Les groupes stationnaient, cependant. Pour en finir, des agents de police en bourgeois saisissaient les plus mutins et les emmenaient au poste, brutalement. Frédéric, malgré son indignation, resta muet ; on aurait pu le prendre avec les autres et il aurait manqué Mme Arnoux.  31 »’

Citons encore un personnage aragonien, Pierre Mercadier, sorte comme Aurélien d’antihéros, qui observe la même distance dédaigneuse vis-à-vis de tout engagement, qu’il soit personnel ou politique. Dans L’esthétique d’Aragon, Nathalie Piégay-Gros précise à cet égard que ‘« (…)le destin des personnages, dans chacun des romans du Monde réel, est étroitement lié à l’histoire, qu’il s’agisse pour lui de s’intégrer à un groupe social (Victor dans Les Cloches de Bâle, Armand dans Les beaux quartiers) ou au contraire de montrer la déliaison d’un individu et de l’histoire. (Aurélien, Pierre Mercadier dans Les Voyageurs de l’impériale.) »’ 32

Toutefois, on serait tenté de situer la réaction d’Aurélien sur un plan particulier : son inclination à la futilité pourrait constituer un refuge, contre les souvenirs, contre lui-même et ses propres hantises tandis qu’il s’agirait plus nettement d’indifférence à autrui et de désengagement chez Frédéric Moreau et surtout chez Pierre Mercadier dont Aragon a voulu faire le symbole même du désengagement politique et social. Peut-être entre-il dans le refus d’Aurélien de s’impliquer dans l’Histoire, une part de refus calculé qui n’apparaît pas chez les deux autres.

▶ Données fournies:

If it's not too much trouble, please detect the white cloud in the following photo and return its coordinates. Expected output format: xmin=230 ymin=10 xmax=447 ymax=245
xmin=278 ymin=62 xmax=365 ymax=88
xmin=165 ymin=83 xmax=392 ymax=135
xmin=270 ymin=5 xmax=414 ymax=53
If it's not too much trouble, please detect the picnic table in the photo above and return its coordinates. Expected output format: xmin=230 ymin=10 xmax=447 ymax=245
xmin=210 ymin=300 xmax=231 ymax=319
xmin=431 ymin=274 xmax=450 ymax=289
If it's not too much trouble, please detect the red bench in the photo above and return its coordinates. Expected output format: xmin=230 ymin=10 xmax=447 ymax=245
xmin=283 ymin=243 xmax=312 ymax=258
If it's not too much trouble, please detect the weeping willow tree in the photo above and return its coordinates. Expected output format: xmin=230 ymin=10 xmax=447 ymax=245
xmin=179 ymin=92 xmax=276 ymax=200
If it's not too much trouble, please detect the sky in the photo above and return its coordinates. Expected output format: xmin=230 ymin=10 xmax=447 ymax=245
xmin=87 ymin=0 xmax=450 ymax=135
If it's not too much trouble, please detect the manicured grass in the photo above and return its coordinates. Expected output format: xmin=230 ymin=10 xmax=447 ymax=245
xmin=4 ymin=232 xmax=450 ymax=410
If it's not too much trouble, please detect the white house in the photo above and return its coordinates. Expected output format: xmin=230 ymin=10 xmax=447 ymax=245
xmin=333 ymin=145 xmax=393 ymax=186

▶ Exercices:
1 > Relevez tous les personnages de roman que le texte source désigne par leur nom.
2 > Restituez sans modification le passage du texte source qui commence par les mots contenant « Toutefois, on serait » et s'achève sur « les deux autres. ».

▶ Corrigés:
1 > Frédéric Moreau, Mme Arnoux, Pierre Mercadier, Aurélien, Victor, Armand

2 >
Toutefois, on serait tenté de situer la réaction d’Aurélien sur un plan particulier : son inclination à la futilité pourrait constituer un refuge, contre les souvenirs, contre lui-même et ses propres hantises tandis qu’il s’agirait plus nettement d’indifférence à autrui et de désengagement chez Frédéric Moreau et surtout chez Pierre Mercadier dont Aragon a voulu faire le symbole même du désengagement politique et social. Peut-être entre-il dans le refus d’Aurélien de s’impliquer dans l’Histoire, une part de refus calculé qui n’apparaît pas chez les deux autres.